• **Extract**
=-=-=
We implement the computation in each layer of the customized GraphSage model in `SAGEConv` and implement the multi-layer model in `GraphSAGEModel`.

In [15]:
if use_edge_similarity:
    from sageconv import SAGEConv
else:
    from dgl.nn.pytorch.conv import SAGEConv

class GraphSAGEModel(nn.Module):
    def __init__(self,
                 in_feats,
                 n_hidden,
                 out_dim,
                 n_layers,
                 activation,
                 dropout,
                 aggregator_type):
        super(GraphSAGEModel, self).__init__()
        self.norm = nn.LayerNorm((out_dim,))
        self.layers = nn.ModuleList()
        if n_layers == 1:
            self.layers.append(SAGEConv(in_feats, out_dim, aggregator_type,
                                        feat_drop=dropout, activation=None))
        elif n_layers > 1:
            # input layer
            self.layers.append(SAGEConv(in_feats, n_hidden, aggregator_type,
                                        feat_drop=dropout, activation=activation))
            # hidden layer
            for i in range(n_layers - 2):
                self.layers.append(SAGEConv(n_hidden, n_hidden, aggregator_type,
                                            feat_drop=dropout, activation=activation))
            # output layer
            self.layers.append(SAGEConv(n_hidden, out_dim, aggregator_type,
                                        feat_drop=dropout, activation=None))
=-=-=
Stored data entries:
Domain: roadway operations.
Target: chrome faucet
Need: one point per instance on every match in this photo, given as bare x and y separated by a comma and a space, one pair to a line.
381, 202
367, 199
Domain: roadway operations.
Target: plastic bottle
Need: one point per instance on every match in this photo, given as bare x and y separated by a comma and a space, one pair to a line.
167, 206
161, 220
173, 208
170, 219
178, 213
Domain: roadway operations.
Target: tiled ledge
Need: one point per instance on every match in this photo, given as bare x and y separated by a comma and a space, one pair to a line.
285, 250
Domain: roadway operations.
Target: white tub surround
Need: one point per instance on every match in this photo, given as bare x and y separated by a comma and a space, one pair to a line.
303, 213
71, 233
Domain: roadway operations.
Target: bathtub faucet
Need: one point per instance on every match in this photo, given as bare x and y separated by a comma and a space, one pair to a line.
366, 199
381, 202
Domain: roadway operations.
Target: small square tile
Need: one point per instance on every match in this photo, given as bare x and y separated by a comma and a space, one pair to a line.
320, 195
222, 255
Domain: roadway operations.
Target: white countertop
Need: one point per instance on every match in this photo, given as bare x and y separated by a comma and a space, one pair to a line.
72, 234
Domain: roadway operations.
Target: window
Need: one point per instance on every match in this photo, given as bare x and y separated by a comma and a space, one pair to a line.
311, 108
=-=-=
Carry on with the GraphSAGE model code from the point where it stops. These records are separate material and are not part of the GraphSAGE code excerpt.

    def forward(self, g, features):
        h = features
        for layer in self.layers:
            if use_edge_similarity:
                h = layer(g, h, g.edata['similarity'])
            else:
                h = layer(g, h)
            #h = tmp + prev_h
            #prev_h = h
        h = self.norm(h)
        return h

## Train Item Embeddings

We train the item embeddings with the edges in the item graph as the training signal. This step is very similar to the link prediction task in the [basic applications](https://github.com/zheng-da/DGL_devday_tutorial/blob/master/BasicTasks_pytorch.ipynb).

Because the MovieLens dataset has sparse features (both genre and title are stored as multi-hot encoding). The sparse features have many dimensions. To run GNN on the item features, we first create an encoding layer to project the sparse features to a lower dimension. 

In [16]:
def mix_embeddings(h, ndata, emb, proj):
    '''Combine node-specific trainable embedding ``h`` with categorical inputs
    (projected by ``emb``) and numeric inputs (projected by ``proj``).
    '''
    e = []
    for key, value in ndata.items():
        if value.dtype == torch.int64:
            e.append(emb[key](value))
        elif value.dtype == torch.float32:
            e.append(proj[key](value))
    if len(e) == 0:
        return h
    else:
        return h + torch.stack(e, 0).sum(0)
    
class EncodeLayer(nn.Module):
    def __init__(self, ndata, num_hidden, device):
        super(EncodeLayer, self).__init__()
        self.proj = nn.ModuleDict()
        self.emb = nn.ModuleDict()
        for key in ndata.keys():
            vals = ndata[key]
            if vals.dtype == torch.float32:
                self.proj[key] = nn.Linear(ndata[key].shape[1], num_hidden)
                #self.proj[key] = nn.Sequential(
                #                    nn.Linear(ndata[key].shape[1], num_hidden),
                #                    nn.LeakyReLU(),
                #                    )
            elif vals.dtype == torch.int64:
                self.emb[key] = nn.Embedding(
                            vals.max().item() + 1,
                            num_hidden,
                            padding_idx=0)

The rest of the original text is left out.